Could you rewrite the entries below with each "Reported" changed to "Marked" and everything else kept the same? Leave the pictures out of your answer.
[BEGIN]
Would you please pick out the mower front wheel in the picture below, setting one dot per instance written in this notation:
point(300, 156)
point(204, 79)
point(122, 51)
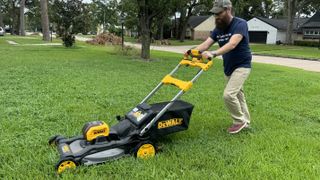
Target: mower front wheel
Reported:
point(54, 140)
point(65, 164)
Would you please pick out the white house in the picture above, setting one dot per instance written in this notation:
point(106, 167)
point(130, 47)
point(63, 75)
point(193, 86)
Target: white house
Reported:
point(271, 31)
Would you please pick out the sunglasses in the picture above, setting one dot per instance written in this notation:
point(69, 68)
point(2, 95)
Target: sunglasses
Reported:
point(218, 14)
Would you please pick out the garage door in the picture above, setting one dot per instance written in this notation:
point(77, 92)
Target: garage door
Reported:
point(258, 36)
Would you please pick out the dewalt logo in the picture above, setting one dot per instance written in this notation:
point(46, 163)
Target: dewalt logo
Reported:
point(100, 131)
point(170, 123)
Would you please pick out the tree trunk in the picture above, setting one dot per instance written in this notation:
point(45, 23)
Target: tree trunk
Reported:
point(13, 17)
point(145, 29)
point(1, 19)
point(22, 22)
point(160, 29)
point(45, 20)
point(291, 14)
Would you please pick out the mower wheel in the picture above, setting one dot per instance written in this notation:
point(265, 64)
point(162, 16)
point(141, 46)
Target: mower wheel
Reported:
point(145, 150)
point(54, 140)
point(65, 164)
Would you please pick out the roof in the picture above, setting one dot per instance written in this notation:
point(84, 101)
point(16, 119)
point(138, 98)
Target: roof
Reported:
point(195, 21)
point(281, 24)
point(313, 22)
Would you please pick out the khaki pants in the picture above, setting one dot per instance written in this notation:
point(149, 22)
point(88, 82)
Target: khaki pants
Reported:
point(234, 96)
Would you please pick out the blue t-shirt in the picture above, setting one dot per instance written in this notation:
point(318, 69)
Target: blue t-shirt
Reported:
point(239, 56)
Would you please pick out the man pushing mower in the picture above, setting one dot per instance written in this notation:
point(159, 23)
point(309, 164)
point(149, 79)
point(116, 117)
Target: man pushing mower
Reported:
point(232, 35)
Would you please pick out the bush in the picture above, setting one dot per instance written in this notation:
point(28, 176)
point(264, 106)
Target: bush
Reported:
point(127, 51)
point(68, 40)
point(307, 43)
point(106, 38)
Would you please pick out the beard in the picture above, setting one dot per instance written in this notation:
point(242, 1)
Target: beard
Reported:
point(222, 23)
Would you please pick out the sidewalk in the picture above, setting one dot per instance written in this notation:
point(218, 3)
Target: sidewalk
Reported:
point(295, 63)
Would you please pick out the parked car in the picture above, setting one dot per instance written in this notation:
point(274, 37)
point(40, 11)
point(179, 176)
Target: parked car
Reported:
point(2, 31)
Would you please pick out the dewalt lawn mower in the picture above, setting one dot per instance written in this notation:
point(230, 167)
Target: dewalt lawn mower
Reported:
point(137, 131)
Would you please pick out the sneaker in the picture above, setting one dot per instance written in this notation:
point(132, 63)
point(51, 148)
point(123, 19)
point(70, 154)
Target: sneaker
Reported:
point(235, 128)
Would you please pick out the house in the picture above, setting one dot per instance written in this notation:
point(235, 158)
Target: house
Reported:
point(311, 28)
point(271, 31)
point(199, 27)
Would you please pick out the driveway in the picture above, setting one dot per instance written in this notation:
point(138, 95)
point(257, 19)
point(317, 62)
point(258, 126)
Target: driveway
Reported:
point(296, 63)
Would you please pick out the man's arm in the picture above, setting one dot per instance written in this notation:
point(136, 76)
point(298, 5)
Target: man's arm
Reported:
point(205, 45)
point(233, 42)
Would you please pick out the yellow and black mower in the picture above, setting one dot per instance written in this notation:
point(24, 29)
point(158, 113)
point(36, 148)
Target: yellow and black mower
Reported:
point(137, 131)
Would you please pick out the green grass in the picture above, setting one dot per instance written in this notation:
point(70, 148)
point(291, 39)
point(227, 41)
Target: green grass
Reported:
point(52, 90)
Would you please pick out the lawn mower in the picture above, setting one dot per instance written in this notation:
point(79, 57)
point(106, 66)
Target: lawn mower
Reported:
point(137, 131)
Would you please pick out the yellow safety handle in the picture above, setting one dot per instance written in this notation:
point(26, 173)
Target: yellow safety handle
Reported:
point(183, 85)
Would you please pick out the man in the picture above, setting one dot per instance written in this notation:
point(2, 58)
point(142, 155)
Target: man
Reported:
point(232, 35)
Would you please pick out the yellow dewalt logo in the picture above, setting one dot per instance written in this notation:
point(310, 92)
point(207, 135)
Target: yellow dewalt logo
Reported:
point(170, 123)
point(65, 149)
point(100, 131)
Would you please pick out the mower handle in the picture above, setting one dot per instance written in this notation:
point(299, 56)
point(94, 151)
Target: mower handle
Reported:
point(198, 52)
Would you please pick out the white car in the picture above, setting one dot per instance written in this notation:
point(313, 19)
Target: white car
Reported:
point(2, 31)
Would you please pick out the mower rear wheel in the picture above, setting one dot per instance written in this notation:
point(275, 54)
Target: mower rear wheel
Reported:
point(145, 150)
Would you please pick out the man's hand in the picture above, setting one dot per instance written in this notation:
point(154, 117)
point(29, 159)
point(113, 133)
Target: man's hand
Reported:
[END]
_WRITTEN REPLY:_
Would you please pick out the mower front wheel in the picture below, setting one dot per instance written in this notation:
point(300, 156)
point(204, 79)
point(122, 51)
Target: mower front wheel
Marked:
point(54, 140)
point(65, 164)
Would you please pick out the white house in the picture above, setting one dot per instance written in this notation:
point(106, 167)
point(130, 47)
point(63, 75)
point(193, 86)
Target: white house
Marked:
point(271, 31)
Would you please pick out the sunglasses in the picture above, setting one dot per instance written in this notation:
point(69, 68)
point(2, 95)
Target: sunglasses
Marked:
point(218, 14)
Would you please pick out the garage door in the picture above, setting one dot per instance written in this notation:
point(77, 92)
Target: garage door
Marked:
point(258, 36)
Would you please pick out the dewalt logo in the picture above, setting one dot per instance written in this notation:
point(46, 163)
Target: dewalt logo
Marked:
point(100, 131)
point(170, 123)
Would you please pick out the tree trunk in the picture above, setting one dot per instance written in this notation:
point(45, 23)
Target: tree trunk
Marked:
point(13, 17)
point(145, 29)
point(1, 19)
point(22, 22)
point(160, 29)
point(45, 20)
point(291, 14)
Would you please pick out the mower wheel in the picture above, setting one dot per instance written in this notation:
point(265, 64)
point(162, 16)
point(141, 46)
Target: mower wheel
Marked:
point(145, 150)
point(54, 140)
point(65, 164)
Would you please pick out the roof in the picture above, setting one dot per instance written in this notation:
point(84, 101)
point(16, 119)
point(138, 98)
Target: roof
Marked:
point(195, 21)
point(281, 24)
point(313, 22)
Would you please pick out the khaki pants in the picture above, setting one dot per instance written in this notation:
point(149, 22)
point(88, 82)
Target: khaki pants
Marked:
point(234, 96)
Would you please pick out the blue t-shirt in the picture above, setting one dot per instance written in this notation:
point(318, 69)
Target: blue t-shirt
Marked:
point(239, 56)
Would you please pick out the man pushing mower in the picture above, setting one dot per instance written in this notation:
point(159, 23)
point(309, 164)
point(149, 79)
point(116, 117)
Target: man pushing mower
Marked:
point(232, 35)
Would you please pick out the bush in the picture above, setting one dot per instance written in this notation:
point(28, 176)
point(264, 106)
Target: bush
Marked:
point(127, 51)
point(68, 40)
point(307, 43)
point(106, 38)
Would you please pick out the beard in the picture above, setting one dot per instance written in this notation:
point(242, 1)
Target: beard
Marked:
point(222, 23)
Would you please pick out the sidewalk in the picture above, setting one dot per instance written in this notation:
point(218, 3)
Target: sidewalk
Marked:
point(295, 63)
Would you please pick out the parked car in the picture above, setting one dot per instance written in this notation:
point(274, 37)
point(40, 11)
point(179, 176)
Target: parked car
Marked:
point(2, 31)
Would you please pick out the dewalt lawn mower in the picture above, setting one dot per instance written in this notation:
point(230, 167)
Target: dewalt lawn mower
Marked:
point(137, 131)
Would you please pick out the sneaker in the picture above, setting one dot per instance written in this notation:
point(132, 63)
point(51, 148)
point(123, 19)
point(70, 154)
Target: sneaker
Marked:
point(235, 128)
Would you please pick out the house in the picture above, setting one dot per instance written in this notation:
point(235, 158)
Target: house
Marked:
point(311, 28)
point(271, 31)
point(199, 27)
Would you please pick out the driveway in the picture above, setting one dot per instance written in this notation:
point(138, 95)
point(257, 19)
point(317, 62)
point(258, 126)
Target: driveway
Marked:
point(296, 63)
Would you please pick out the man's arm in the picture above, setting one dot per instance written in this notation:
point(136, 76)
point(298, 5)
Target: man's arm
Marked:
point(205, 45)
point(233, 42)
Would you please pick out the yellow and black mower in the picture above, setting one dot per instance written in this notation:
point(24, 29)
point(158, 113)
point(36, 148)
Target: yellow and black mower
Marked:
point(137, 131)
Would you please pick out the green grass in the picture above, setting one dot per instance written in this notation:
point(70, 148)
point(291, 39)
point(227, 41)
Target: green grass
Marked:
point(52, 90)
Would you please pick out the lawn mower in the picture above, setting one dot per instance written in this notation:
point(79, 57)
point(106, 66)
Target: lawn mower
Marked:
point(137, 131)
Would you please pick out the yellow safety handle in the picture above, setting one dot per instance written in this notation:
point(26, 173)
Target: yellow safety handle
Marked:
point(183, 85)
Would you please pick out the man in the picture above, setting one dot per instance written in this notation:
point(2, 58)
point(142, 155)
Target: man
Marked:
point(232, 35)
Would you please pick out the yellow dewalt logo in the picture above, setting one dot per instance written in this notation:
point(310, 92)
point(207, 135)
Target: yellow dewalt logo
Marked:
point(170, 123)
point(65, 149)
point(100, 131)
Would you please pick out the mower handle in the picture above, setting one dot per instance written in this notation:
point(299, 56)
point(94, 151)
Target: mower handle
Marked:
point(198, 52)
Would you please pick out the white car in the picture above, setting one dot per instance written in this notation:
point(313, 19)
Target: white car
Marked:
point(2, 31)
Would you please pick out the mower rear wheel in the picture above, setting one dot per instance written in this notation:
point(275, 54)
Target: mower rear wheel
Marked:
point(145, 150)
Would you please pick out the man's hand in the picture above, setting one dot per instance written in this notation:
point(154, 117)
point(29, 159)
point(113, 133)
Target: man's hand
Marked:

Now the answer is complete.